* [Excerpt provided]
The companies producing 8K TVs therefore need to convince us that either 8K content really is on the way, and/or that an 8K TV offers benefits beyond its 4K counterparts even without 8K content. The former looks like an impossible task, but Samsung has been surprisingly successful at convincing us of the latter, with its flagship 8K sets upscaling content so effectively that it regularly looks better than 4K. LG, though, has been less forthcoming with samples of its 8K Z series OLED TVs. Until now.

Unshackled from its ultra-premium ‘Signature’ branding, the 77-inch LG Z2 we have before us (its 88-inch sibling is still Signature-designated) is substantially more affordable than its predecessors while still offering the tantalising potential of 8K and OLED combined. That said, it’s still vastly more expensive than LG’s best-ever 4K OLED, the new G2. Can it possibly justify the extra outlay in a pre-8K world? Testing the two TVs side-by-side ought to answer that question…



(Image credit: LG)

While much cheaper than its predecessor, the LG OLED77Z2 is still a very expensive TV, coming in at £12,000 / $13,000 / AU$23,999.

The 77-inch version of the 4K G2 (OLED77G2) is a comparative snip, costing ‘just’ £4299 / $3800 / AU$8076.

If you’re wondering how the Z2 compares on price with other 8K TVs, Samsung’s flagship 75-inch model, the QE75QN900B, currently costs £6499 / $5500 / AU$8995.



(Image credit: LG)

* [Required task 1] Recast the records below as a Markdown table with the columns "Number" and "Content", starting at the line that contains "Question. Indicate each instance of the window" and ending at the last line of the records. Leave out blank lines.
* [Required task 2] Carry on the piece above about the LG Z2 8K OLED TV from the point where it stops.

* [Data extract]
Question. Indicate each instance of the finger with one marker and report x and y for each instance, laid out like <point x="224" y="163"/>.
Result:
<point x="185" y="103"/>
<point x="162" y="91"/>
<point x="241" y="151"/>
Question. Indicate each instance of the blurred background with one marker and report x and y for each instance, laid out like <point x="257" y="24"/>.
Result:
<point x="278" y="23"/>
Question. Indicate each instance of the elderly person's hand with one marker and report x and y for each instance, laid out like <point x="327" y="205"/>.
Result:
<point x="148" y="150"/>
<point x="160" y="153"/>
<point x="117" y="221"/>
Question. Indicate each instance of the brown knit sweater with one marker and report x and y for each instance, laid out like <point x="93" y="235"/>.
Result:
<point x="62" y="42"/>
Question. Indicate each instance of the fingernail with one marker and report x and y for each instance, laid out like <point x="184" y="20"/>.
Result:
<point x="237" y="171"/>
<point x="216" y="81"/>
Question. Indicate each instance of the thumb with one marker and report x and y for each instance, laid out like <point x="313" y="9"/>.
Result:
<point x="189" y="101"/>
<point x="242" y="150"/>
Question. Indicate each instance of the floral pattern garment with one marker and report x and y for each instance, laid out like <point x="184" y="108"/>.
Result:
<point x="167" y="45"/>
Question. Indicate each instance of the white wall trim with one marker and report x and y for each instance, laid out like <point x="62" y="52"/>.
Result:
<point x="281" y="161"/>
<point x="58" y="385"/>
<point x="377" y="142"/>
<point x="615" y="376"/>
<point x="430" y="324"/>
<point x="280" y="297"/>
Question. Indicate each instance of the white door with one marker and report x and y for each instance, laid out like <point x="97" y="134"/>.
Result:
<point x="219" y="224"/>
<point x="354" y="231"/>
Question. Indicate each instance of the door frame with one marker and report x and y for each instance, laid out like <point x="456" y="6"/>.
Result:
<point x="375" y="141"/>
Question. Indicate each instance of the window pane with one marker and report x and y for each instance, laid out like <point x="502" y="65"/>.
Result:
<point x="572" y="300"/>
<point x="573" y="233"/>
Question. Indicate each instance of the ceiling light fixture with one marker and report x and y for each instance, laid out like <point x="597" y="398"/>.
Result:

* [Output 1]
| Number | Content |
|---|---|
| 1 | Question. Indicate each instance of the window pane with one marker and report x and y for each instance, laid out like <point x="502" y="65"/>. |
| 2 | Result: |
| 3 | <point x="572" y="300"/> |
| 4 | <point x="573" y="233"/> |
| 5 | Question. Indicate each instance of the ceiling light fixture with one marker and report x and y for each instance, laid out like <point x="597" y="398"/>. |
| 6 | Result: |

* [Output 2]
The fashion for minimalism in TV design (a fashion of which we entirely approve, for what it’s worth) leaves little room for frills or flourishes, so while it’s perhaps a slight shame that the Z2 doesn’t aesthetically scream "I am the future!" at you, it’s not exactly a huge surprise. Overall, it’s more like a G2 than a C2, with the plastic casework spread fairly thinly and evenly over the panel’s rear rather than concentrated in one, thicker area. It’s not quite as overtly picture frame-designed as the G2, though, and it’s a touch thicker, too, at 3.2cm to the G2’s 2.5cm.

Unlike the G2, which comes with no stand at all, the Z2 comes with feet in the box. However, while that is objectively a positive, the feet are absolutely appalling – ugly and flimsy, they have no right being attached to a TV costing five figures. You can at least attach them fairly close to the centre of the TV for a relatively thin footprint.

The Z2 comes with its own version of the Magic Remote that’s bundled with LG’s other OLEDs and most LCD models. Functionally, there’s nothing new here – the button layout is identical, as is the motion-sensitive pointer feature – but the silver finish looks and feels more premium and the more angular shape is actually more ergonomic than you might imagine.



(Image credit: LG)

The big news here, of course, is that this is an 8K TV with a 7680 x 4320 resolution. That’s over 33 million pixels, and because this is an OLED TV, every one of those pixels can be lit and coloured independently of the rest. That’s a hugely tantalising proposition.

Interestingly, the Z2 is not described by LG as an OLED Evo model. LG says this is because it doesn’t have the same a9 Gen 5 AI processor as the G2 and C2 OLED Evo models, instead having a more powerful 8K version of the chip, as well as unique picture algorithms. LG won’t go into detail about the heat dissipation technology in the Z2 either. The similarities in design between the Z2 and G2 – with the plastic enclosure covering more or less the whole rear of the panel – suggest that the Z2 could, like the G2, have a dedicated heatsink, but that’s just conjecture. It will be fascinating to see how close the Z2 is to the G2 on brightness.

If you’re wondering how you’re going to watch 8K content on your 8K TV, you’ll likely be disappointed to learn that a selection of YouTube videos is all you’ve got to choose from. What’s more, said YouTube videos offer limited entertainment value as they’re generally landscape and nature footage set to plinky-plonky music, and are of surprisingly low quality, to the extent that we felt the need to double-check that we were indeed receiving 8K (we were).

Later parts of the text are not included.